Top of EXERCISE INPUT

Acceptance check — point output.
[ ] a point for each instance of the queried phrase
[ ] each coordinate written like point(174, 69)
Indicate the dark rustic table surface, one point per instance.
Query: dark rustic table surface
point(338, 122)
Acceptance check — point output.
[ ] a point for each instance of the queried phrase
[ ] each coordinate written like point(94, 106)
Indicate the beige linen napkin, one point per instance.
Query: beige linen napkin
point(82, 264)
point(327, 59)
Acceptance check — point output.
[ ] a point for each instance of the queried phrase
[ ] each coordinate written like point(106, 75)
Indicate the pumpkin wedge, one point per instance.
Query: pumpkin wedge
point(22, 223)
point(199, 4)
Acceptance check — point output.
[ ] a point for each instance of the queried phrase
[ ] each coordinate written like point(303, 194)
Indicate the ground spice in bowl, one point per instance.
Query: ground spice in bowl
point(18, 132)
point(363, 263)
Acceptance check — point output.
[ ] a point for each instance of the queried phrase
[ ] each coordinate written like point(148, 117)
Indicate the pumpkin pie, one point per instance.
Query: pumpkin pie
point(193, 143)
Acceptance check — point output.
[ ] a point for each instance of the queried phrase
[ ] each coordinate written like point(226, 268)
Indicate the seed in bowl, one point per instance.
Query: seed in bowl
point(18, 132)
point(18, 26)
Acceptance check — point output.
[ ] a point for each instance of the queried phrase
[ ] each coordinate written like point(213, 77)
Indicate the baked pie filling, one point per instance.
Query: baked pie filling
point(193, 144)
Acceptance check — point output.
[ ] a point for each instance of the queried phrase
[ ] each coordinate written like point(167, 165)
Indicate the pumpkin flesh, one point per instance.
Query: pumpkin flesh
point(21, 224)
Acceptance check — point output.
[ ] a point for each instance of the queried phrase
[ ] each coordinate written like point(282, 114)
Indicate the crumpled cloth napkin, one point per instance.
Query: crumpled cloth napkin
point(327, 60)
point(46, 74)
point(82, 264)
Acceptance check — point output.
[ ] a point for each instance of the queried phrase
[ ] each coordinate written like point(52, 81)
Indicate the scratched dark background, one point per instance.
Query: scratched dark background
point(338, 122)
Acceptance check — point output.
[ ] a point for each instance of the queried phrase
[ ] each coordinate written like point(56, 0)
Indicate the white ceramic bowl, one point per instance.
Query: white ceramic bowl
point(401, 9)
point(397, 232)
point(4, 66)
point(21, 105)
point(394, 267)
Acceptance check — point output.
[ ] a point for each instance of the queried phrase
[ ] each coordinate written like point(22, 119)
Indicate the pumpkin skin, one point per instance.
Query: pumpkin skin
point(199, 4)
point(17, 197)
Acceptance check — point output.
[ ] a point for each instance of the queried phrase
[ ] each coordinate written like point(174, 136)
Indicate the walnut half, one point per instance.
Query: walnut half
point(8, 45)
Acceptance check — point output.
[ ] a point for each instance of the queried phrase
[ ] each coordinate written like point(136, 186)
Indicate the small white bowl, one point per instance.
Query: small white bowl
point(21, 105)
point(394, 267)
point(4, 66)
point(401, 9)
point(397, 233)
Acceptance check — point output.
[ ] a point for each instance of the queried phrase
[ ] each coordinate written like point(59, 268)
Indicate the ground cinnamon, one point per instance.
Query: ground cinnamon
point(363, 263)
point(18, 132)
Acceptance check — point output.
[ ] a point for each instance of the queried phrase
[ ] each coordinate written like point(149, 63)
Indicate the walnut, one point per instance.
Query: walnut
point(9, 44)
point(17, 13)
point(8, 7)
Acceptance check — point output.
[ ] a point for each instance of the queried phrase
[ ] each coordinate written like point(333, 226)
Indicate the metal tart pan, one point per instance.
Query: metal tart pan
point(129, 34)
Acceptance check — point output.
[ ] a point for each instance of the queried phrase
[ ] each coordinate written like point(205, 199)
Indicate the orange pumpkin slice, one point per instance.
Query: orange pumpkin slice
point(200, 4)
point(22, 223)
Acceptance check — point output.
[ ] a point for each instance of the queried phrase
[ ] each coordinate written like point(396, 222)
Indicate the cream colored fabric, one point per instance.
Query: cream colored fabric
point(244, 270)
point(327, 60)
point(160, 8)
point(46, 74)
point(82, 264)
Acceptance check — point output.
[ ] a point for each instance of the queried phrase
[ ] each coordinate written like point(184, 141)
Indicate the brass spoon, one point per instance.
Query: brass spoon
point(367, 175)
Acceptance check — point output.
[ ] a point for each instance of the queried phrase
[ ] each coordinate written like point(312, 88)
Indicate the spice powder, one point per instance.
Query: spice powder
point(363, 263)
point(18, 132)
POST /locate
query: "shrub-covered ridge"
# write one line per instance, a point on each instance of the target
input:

Bottom of EXERCISE INPUT

> ASSIGNED TASK
Retype the entries above exactly, but only from the line containing "Query: white ceramic bowl" through the line containing "Indicate the cream", both included.

> ANSWER BELOW
Query: white ceramic bowl
point(401, 9)
point(397, 232)
point(4, 66)
point(21, 105)
point(394, 267)
Acceptance check — point output.
[ ] a point for each instance of the queried phrase
[ ] each coordinate written like point(22, 119)
Indicate the pumpkin skin, one point per instance.
Query: pumpkin skin
point(199, 4)
point(17, 197)
Acceptance check — point output.
[ ] a point for each instance of the queried phrase
[ ] each coordinate written like point(174, 136)
Indicate the walnut half, one point per instance.
Query: walnut half
point(8, 45)
Acceptance check — point output.
[ ] a point for each instance of the queried phrase
[ ] each coordinate written like point(136, 186)
Indicate the small white bowl, one point per instance.
Query: small white bowl
point(21, 105)
point(394, 267)
point(4, 66)
point(401, 9)
point(397, 233)
Acceptance check — point output.
[ ] a point for each instance of the queried phrase
[ ] each coordinate written like point(59, 268)
Indicate the ground cinnamon, one point per instance.
Query: ground cinnamon
point(363, 263)
point(18, 132)
Acceptance check — point output.
[ ] a point for each instance of the queried phrase
[ ] each coordinate written like point(149, 63)
Indicate the walnut, one point per instance.
Query: walnut
point(9, 44)
point(17, 13)
point(8, 7)
Acceptance check — point output.
[ ] a point for each instance of the queried phrase
[ ] each coordinate written like point(333, 226)
Indicate the metal tart pan, one point per instance.
Query: metal tart pan
point(129, 34)
Acceptance check — point output.
[ ] a point for each instance of the queried phrase
[ ] each coordinate written like point(205, 199)
Indicate the orange pumpkin slice, one point per instance.
Query: orange pumpkin slice
point(200, 4)
point(22, 223)
Acceptance check — point output.
[ ] a point for each instance of the queried phrase
[ ] each coordinate written like point(396, 222)
Indicate the cream colored fabric, one point per instance.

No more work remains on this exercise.